Records pointing to named objects

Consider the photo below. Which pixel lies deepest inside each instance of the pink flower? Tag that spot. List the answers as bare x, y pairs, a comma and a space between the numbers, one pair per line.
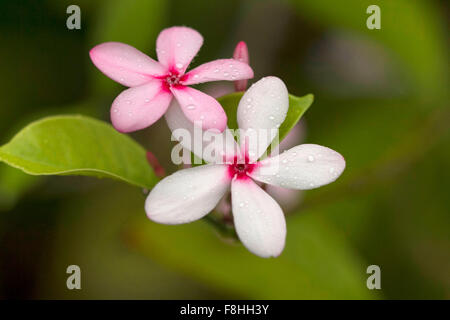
190, 194
154, 83
241, 54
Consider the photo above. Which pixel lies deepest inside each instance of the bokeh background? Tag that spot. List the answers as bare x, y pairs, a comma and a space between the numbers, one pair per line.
381, 100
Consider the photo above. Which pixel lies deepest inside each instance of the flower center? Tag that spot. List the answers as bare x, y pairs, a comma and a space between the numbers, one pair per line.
240, 168
172, 79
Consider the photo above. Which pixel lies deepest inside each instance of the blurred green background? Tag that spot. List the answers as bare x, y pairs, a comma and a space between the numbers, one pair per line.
381, 100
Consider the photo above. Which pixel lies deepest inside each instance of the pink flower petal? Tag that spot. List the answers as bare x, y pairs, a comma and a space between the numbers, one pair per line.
125, 64
177, 46
211, 146
241, 54
200, 108
258, 219
222, 69
303, 167
187, 195
139, 107
261, 111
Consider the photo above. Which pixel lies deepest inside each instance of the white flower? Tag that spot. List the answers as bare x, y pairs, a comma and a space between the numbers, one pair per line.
190, 194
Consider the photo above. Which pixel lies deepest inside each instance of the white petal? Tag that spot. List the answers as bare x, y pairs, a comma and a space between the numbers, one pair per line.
210, 145
258, 219
303, 167
187, 195
261, 111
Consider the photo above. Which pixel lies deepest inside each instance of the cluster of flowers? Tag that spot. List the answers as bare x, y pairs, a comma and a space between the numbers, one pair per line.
162, 87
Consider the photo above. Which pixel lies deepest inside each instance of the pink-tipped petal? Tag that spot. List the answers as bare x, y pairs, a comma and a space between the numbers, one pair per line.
261, 111
211, 146
125, 64
187, 195
222, 69
258, 219
303, 167
200, 108
139, 107
241, 54
177, 46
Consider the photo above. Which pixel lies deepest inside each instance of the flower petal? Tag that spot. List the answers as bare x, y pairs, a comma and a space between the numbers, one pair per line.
210, 146
241, 54
222, 69
187, 195
177, 46
258, 219
125, 64
303, 167
139, 107
200, 108
261, 111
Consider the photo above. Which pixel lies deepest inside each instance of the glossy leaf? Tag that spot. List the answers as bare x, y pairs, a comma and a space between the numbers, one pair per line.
78, 145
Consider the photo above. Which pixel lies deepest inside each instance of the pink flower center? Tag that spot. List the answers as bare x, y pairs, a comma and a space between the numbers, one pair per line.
173, 79
240, 168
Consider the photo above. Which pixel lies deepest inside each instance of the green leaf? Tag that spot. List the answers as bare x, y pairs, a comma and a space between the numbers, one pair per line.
13, 183
297, 107
78, 145
317, 262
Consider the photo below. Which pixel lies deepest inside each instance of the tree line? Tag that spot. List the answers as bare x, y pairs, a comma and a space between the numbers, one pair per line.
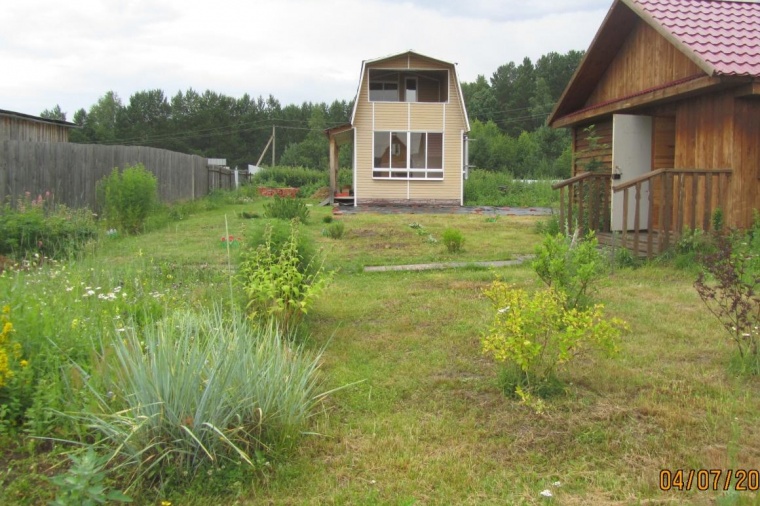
507, 114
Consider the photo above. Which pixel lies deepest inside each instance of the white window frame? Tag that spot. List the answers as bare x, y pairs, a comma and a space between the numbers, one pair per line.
405, 173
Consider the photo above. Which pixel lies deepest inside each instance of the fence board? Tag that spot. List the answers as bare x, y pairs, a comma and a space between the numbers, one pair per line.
71, 171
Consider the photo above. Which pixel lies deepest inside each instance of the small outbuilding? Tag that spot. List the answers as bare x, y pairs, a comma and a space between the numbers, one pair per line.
665, 115
16, 126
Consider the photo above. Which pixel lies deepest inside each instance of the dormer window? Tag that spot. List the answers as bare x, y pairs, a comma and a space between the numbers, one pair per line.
408, 85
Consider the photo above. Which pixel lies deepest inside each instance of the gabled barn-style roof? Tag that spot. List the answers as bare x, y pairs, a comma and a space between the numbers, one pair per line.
721, 37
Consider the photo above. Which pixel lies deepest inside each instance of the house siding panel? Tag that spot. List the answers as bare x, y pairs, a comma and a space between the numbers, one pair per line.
634, 69
447, 117
705, 140
21, 129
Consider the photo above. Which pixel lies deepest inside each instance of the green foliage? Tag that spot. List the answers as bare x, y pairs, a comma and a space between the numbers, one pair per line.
278, 234
128, 197
15, 374
287, 209
84, 483
569, 265
39, 226
277, 284
536, 334
549, 226
535, 154
729, 285
293, 177
484, 188
335, 230
201, 388
453, 240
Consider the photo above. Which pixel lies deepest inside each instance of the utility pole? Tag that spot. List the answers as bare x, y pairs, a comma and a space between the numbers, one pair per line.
274, 144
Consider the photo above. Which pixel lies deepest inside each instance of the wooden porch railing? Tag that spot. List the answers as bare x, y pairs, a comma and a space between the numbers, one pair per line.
678, 198
584, 202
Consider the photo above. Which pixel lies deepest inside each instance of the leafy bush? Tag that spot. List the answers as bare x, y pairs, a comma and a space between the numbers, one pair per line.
84, 482
277, 284
335, 230
39, 226
278, 233
535, 335
201, 388
569, 265
287, 209
453, 240
729, 285
128, 197
15, 375
486, 188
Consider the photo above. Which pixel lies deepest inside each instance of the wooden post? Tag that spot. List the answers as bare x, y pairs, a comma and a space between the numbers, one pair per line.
334, 151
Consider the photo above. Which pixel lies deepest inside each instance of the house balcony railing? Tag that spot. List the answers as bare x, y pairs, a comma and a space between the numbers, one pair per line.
678, 200
584, 202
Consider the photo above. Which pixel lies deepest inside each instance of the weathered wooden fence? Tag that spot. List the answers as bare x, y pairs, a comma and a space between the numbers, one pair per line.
71, 171
223, 178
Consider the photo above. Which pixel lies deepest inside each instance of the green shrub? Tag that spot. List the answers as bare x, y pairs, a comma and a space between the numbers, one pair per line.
534, 335
39, 226
453, 240
287, 209
570, 265
729, 285
277, 284
335, 230
204, 388
487, 188
278, 233
84, 482
128, 197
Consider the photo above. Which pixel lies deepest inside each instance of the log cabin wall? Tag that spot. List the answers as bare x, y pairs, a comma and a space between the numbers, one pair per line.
588, 152
645, 61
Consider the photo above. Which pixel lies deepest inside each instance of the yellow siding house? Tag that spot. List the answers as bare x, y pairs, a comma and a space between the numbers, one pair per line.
409, 132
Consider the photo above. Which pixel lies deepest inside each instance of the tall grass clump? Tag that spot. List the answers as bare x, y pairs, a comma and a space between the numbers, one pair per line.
487, 188
42, 227
453, 240
198, 389
276, 281
287, 209
294, 177
128, 197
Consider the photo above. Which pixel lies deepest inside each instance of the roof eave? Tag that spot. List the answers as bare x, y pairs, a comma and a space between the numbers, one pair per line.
668, 35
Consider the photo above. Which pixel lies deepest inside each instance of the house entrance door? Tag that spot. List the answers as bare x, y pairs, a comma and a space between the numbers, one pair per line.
631, 158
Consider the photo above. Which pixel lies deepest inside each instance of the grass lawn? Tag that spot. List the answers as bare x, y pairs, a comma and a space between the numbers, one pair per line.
423, 421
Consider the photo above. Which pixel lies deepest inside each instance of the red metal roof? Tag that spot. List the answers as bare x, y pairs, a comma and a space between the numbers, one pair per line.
724, 34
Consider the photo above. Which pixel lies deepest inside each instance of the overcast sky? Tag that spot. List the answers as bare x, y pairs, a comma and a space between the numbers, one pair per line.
72, 53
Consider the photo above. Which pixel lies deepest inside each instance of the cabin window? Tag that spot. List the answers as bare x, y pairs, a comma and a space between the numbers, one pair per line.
383, 91
408, 155
408, 85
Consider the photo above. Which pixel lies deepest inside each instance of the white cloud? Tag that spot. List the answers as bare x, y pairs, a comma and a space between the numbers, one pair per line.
296, 50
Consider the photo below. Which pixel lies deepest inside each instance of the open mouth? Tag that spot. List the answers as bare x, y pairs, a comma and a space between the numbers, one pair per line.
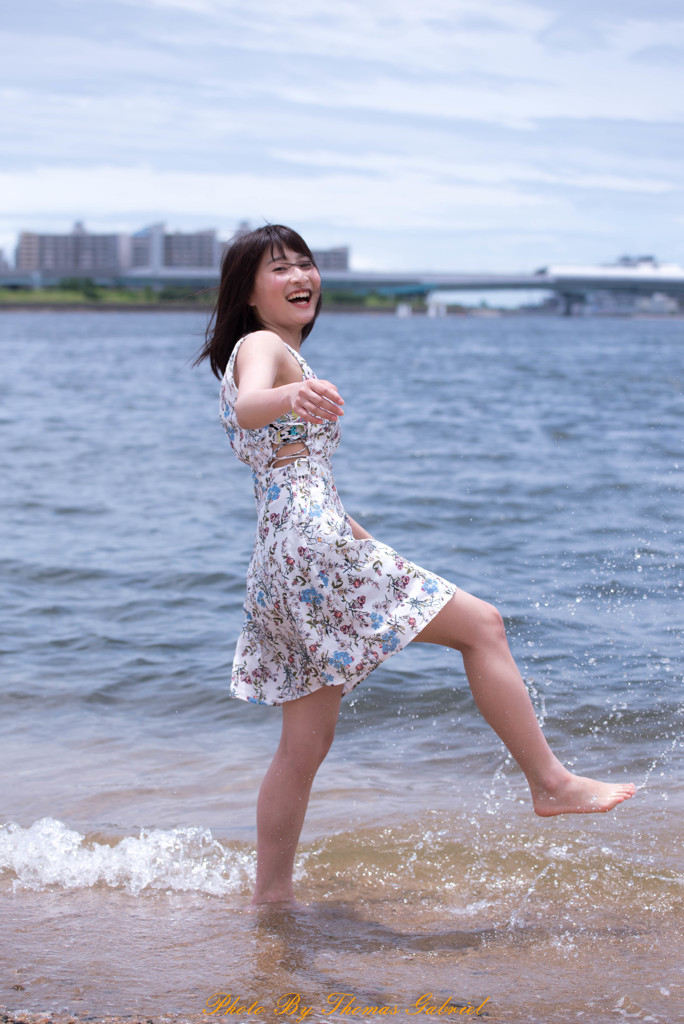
300, 298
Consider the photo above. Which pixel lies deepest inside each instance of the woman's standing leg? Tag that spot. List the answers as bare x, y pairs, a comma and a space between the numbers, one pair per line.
476, 630
308, 728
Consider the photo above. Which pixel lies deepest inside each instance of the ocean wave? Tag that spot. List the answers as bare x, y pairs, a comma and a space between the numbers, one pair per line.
48, 854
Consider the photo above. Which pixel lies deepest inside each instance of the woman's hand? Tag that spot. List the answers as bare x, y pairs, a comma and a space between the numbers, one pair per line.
315, 400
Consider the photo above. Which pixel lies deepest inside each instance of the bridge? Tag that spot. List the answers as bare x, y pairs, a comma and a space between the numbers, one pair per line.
572, 284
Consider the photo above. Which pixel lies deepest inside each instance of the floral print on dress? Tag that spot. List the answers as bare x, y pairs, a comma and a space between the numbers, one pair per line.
322, 608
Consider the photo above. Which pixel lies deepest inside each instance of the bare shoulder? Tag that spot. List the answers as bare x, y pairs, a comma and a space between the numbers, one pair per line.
259, 344
262, 350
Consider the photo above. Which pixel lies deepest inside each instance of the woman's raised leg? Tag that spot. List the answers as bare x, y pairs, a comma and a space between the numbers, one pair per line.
476, 630
308, 728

:: WRITTEN INSTRUCTION ::
Please list the lines from the one containing "the woman's raised" through the last line above as a numbered list, with blank lines left out.

:: ANSWER TO THE TASK ::
1. Consider the photo above. Which pixel lies deepest inside each instance of the woman's raised leg? Tag that spot. List the answers as bare x, y pairs, a comma and a space between the numbers, one pair per line.
2. 476, 630
3. 308, 728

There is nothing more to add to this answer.